What you will do:
1. Which words or phrases does the post on secularism put inside quotation marks? List every one.
2. Reproduce the post on secularism word for word, starting at "Your silence about" and ending at "what you are.".
3. Resume the post on secularism, picking up right after its final sentence.

The Fallen Blogger and the Spectre of Secularism

Another university too scared of being punched-up-at by Muslims to allow open debate.

I have no problem asserting that Islam should be defeated. It is an incorrect, barbaric value system. This doesn’t mean murdering Muslims (which it seems Muslims themselves have a monopoly on in any case) but it does mean not being wishy-washy about the fact that Western secular values are correct and all other values including religion are incorrect and should be discarded.

The notion that disagreeing with Islam is to be cast as “Islamophobia” is an attempt at linguistically asserting what is factually untrue – that disagreeing with a religion is morally on par with racism or homophobia. One’s chosen value system is ALWAYS a legitimate subject of debate, and simply yelling louder and louder that Islam must not be criticized, even as we see what trainwrecks every Muslim society on Earth are by the standard of superior values, does not make this equivalence true.

The fact that Western “progressives” will not simply apply the same rightful disdain for Christianity to Islam is a moral shortcoming. A Christian who won’t sell a hypothetical pizza to a gay wedding because of stupid Christian beliefs is targeted for annihilation; the regular murder of gays in Muslim society is defended by the same people because to have any opinion on it is “Islamophobic.”

The fact that Western liberals are attacking criticism of oppression and intolerance in the name of a religion is hilarious, and pathetic. Such blatant hypocrisy.

It is, to maintain their cognitive predisposition, necessary that we hate all Muslims. Otherwise, they must in fact consider that said criticism is valid. If such atrocities were done in the name of Christianity, they would feel no hesitation. As it is, Islam is a protected class under the umbrella of “multicultural tolerance.”

I’m more interested in telling the narrative of strife as it unfolds. These are the growing pains of the Islamic world churning towards secularism. The keepers of Political Correctness can hurl mean names all day; the machete continues to incise.

The only dissonance is your own, neither you nor your fellow bigot are fooling anyone but yourselves with your badly disguised discourses of hatred. (of course you show the same derangements with your domestic politics, like around the Mrs Clinton and her video… so it is easy to see your extremism extends to many fields; no normal person can watch a banal political campaign video of that nature and be anything more than only bored by it, no matter the politics).

Your silence about your fellow bigot’s hate speech and disgusting attacks, your ignorance of even the actual history and your rapid adoption of a false victimhood, with the ridiculous terms like the “political correctness” - it shows you both for what you are.

As for us who are actually the secular and even liberale as we say in the French, which means for free markets, against the dominance of the state, any such false friends are not needed. You are the enemy of the freedom and the equality, both of you are the types who lead to the camps for minorities, the language of hate speech is not needed to promote the real values. As Miller and others have noted.

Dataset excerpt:
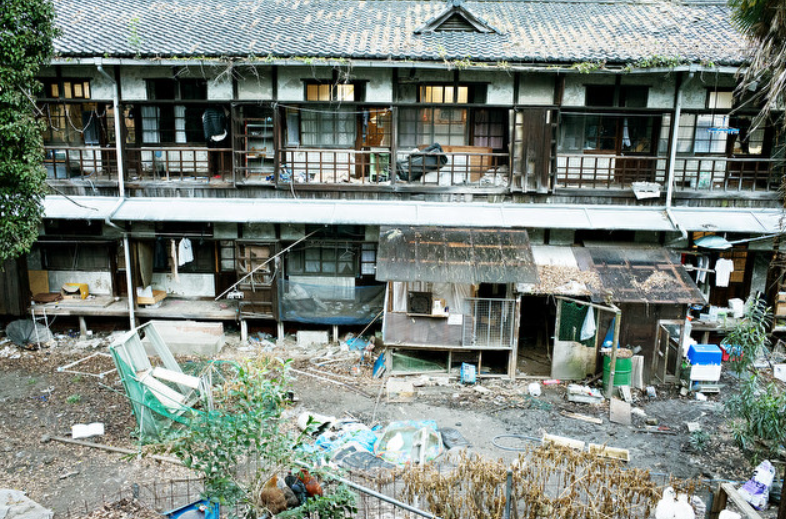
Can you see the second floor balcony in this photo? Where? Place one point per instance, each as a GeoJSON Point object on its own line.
{"type": "Point", "coordinates": [428, 150]}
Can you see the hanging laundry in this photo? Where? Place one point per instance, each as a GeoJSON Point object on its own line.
{"type": "Point", "coordinates": [184, 252]}
{"type": "Point", "coordinates": [703, 263]}
{"type": "Point", "coordinates": [160, 255]}
{"type": "Point", "coordinates": [214, 123]}
{"type": "Point", "coordinates": [588, 329]}
{"type": "Point", "coordinates": [173, 260]}
{"type": "Point", "coordinates": [723, 269]}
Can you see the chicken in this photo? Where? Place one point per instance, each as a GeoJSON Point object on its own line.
{"type": "Point", "coordinates": [298, 488]}
{"type": "Point", "coordinates": [313, 488]}
{"type": "Point", "coordinates": [666, 506]}
{"type": "Point", "coordinates": [272, 498]}
{"type": "Point", "coordinates": [289, 495]}
{"type": "Point", "coordinates": [683, 510]}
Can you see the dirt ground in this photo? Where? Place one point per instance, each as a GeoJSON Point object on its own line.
{"type": "Point", "coordinates": [39, 400]}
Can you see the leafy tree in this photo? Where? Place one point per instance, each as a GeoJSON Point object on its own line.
{"type": "Point", "coordinates": [763, 22]}
{"type": "Point", "coordinates": [26, 35]}
{"type": "Point", "coordinates": [758, 409]}
{"type": "Point", "coordinates": [241, 446]}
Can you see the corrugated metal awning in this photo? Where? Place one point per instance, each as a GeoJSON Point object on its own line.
{"type": "Point", "coordinates": [416, 213]}
{"type": "Point", "coordinates": [638, 275]}
{"type": "Point", "coordinates": [79, 207]}
{"type": "Point", "coordinates": [455, 255]}
{"type": "Point", "coordinates": [558, 273]}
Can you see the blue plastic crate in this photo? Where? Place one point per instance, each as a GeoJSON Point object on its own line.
{"type": "Point", "coordinates": [704, 354]}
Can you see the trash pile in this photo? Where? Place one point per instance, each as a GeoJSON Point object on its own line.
{"type": "Point", "coordinates": [351, 444]}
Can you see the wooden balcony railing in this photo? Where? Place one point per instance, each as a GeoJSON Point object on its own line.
{"type": "Point", "coordinates": [727, 174]}
{"type": "Point", "coordinates": [369, 167]}
{"type": "Point", "coordinates": [179, 164]}
{"type": "Point", "coordinates": [607, 171]}
{"type": "Point", "coordinates": [334, 166]}
{"type": "Point", "coordinates": [690, 173]}
{"type": "Point", "coordinates": [455, 168]}
{"type": "Point", "coordinates": [72, 163]}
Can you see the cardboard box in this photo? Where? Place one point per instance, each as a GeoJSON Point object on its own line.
{"type": "Point", "coordinates": [158, 295]}
{"type": "Point", "coordinates": [74, 291]}
{"type": "Point", "coordinates": [704, 354]}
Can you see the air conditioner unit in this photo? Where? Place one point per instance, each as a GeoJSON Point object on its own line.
{"type": "Point", "coordinates": [419, 302]}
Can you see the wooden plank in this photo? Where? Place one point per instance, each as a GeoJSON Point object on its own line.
{"type": "Point", "coordinates": [39, 281]}
{"type": "Point", "coordinates": [609, 452]}
{"type": "Point", "coordinates": [563, 441]}
{"type": "Point", "coordinates": [582, 417]}
{"type": "Point", "coordinates": [619, 412]}
{"type": "Point", "coordinates": [743, 506]}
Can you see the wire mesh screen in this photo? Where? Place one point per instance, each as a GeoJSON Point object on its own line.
{"type": "Point", "coordinates": [305, 303]}
{"type": "Point", "coordinates": [489, 322]}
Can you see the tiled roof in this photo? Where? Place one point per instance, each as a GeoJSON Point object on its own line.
{"type": "Point", "coordinates": [529, 31]}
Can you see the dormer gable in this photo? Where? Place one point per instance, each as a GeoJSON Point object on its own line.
{"type": "Point", "coordinates": [455, 18]}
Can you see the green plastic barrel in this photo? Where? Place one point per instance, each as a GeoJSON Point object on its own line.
{"type": "Point", "coordinates": [622, 372]}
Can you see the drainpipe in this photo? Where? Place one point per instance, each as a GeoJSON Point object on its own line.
{"type": "Point", "coordinates": [121, 194]}
{"type": "Point", "coordinates": [118, 132]}
{"type": "Point", "coordinates": [673, 155]}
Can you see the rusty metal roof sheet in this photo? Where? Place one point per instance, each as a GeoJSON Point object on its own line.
{"type": "Point", "coordinates": [455, 255]}
{"type": "Point", "coordinates": [638, 275]}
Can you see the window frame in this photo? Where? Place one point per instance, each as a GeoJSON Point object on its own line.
{"type": "Point", "coordinates": [162, 119]}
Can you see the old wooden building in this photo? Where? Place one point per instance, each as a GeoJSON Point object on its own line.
{"type": "Point", "coordinates": [452, 167]}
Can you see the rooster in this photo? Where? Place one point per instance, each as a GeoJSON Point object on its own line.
{"type": "Point", "coordinates": [313, 488]}
{"type": "Point", "coordinates": [297, 487]}
{"type": "Point", "coordinates": [272, 498]}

Written responses:
1.
Islamophobia
progressives
Islamophobic
multicultural tolerance
political correctness

2.
Your silence about your fellow bigot’s hate speech and disgusting attacks, your ignorance of even the actual history and your rapid adoption of a false victimhood, with the ridiculous terms like the “political correctness” - it shows you both for what you are.

3.
the mentally ill one and his time wasting googling obsession for silly links to attack muslims, this we can laugh at now (although how he confused Hindu and Muslim in his obsessions about worship of child marriage gods is funny)

This is both historically false and a nice evidence that you know nothing more than some american TV news.

The american TV news grab bag as the evidence?

The Tunisia, where the secular parties won the commanding majority in the free elections just held and where even the islamist party, Ennahda, shed its hyper-religious wing to focus on the secularised compromise wing? This is a proof of what?

Of course in the Tunisia you do not see the evidence of rejection of “growing secularism” for the Tunisia has been extemely secular - from the founding father of the secular state drinking the orange juice on the national TV during the Ramadan, to promote the jihad of production… - since its independence from the France in the 1950s.

What one has seen is the reaction of the population to the failure of a very ostentatiously secular regime, the regime of Ben Ali, to deliver its promises of the economic growth and the betterment and that regime’s extreme corruption and the concentration of the wealth and the power in the clan Trabelsi. A gross distortion of the first model under Bourghiba, a model mostly oriented to the free market development if in the dirigist fashinon and mostly a secular democratic type approach.

It is not an accident that the populations in the Tunisia that have most turned away from the secularist model are from or live in the geographic zones which suffered the most from the corruption and the lack of opportunity (even while they got the university degrees supposed to open up the doors), while the zones that suffered the least and had the best opportunity remain and voted very heavily for the secularist parties.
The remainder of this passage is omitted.